The problem: Any picture must be dropped, but each line of the data should be duplicated exactly.

[Point-per-instance localization data]
BEGIN
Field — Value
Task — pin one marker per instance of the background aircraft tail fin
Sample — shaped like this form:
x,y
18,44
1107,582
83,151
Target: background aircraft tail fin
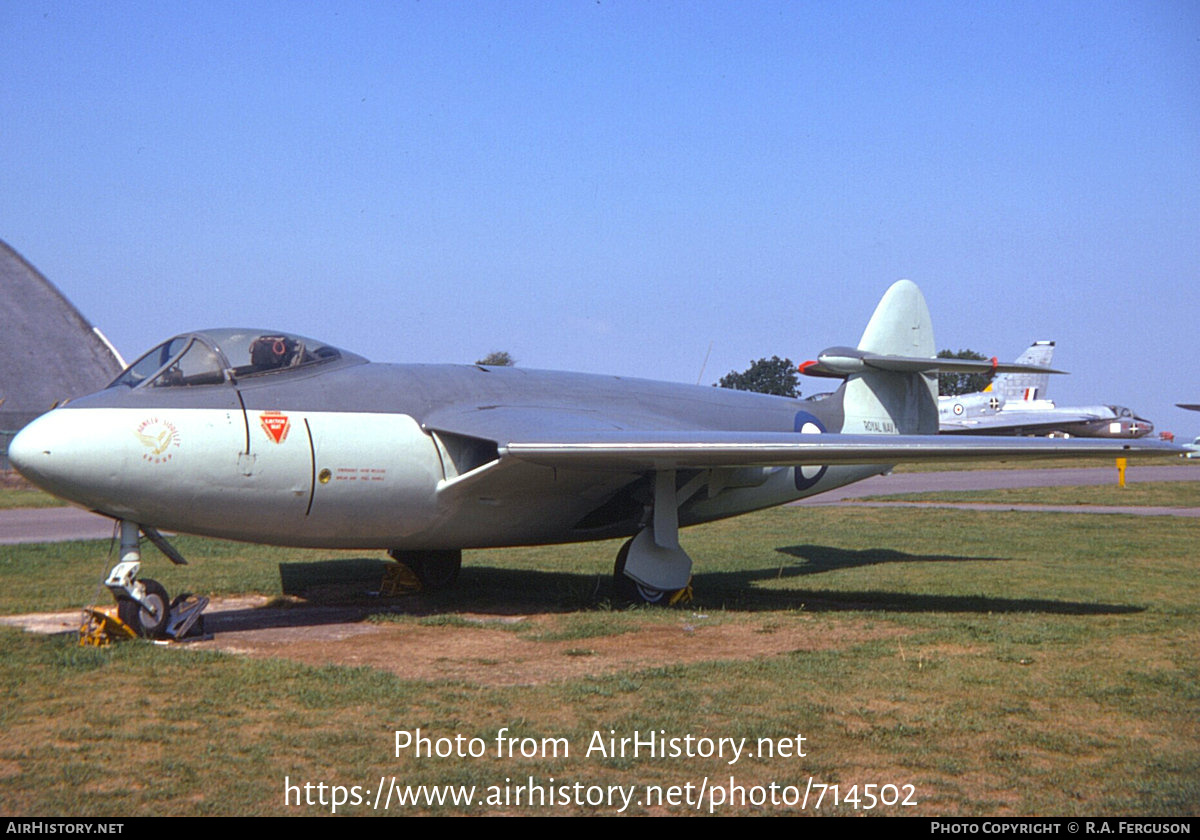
x,y
1026,385
879,401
END
Written reply:
Field — Value
Task — pin one marker per instance of the background aircraft tail fin
Sample — shaped like this form:
x,y
18,44
1107,582
83,151
Target: background aircraft tail fin
x,y
1026,385
879,401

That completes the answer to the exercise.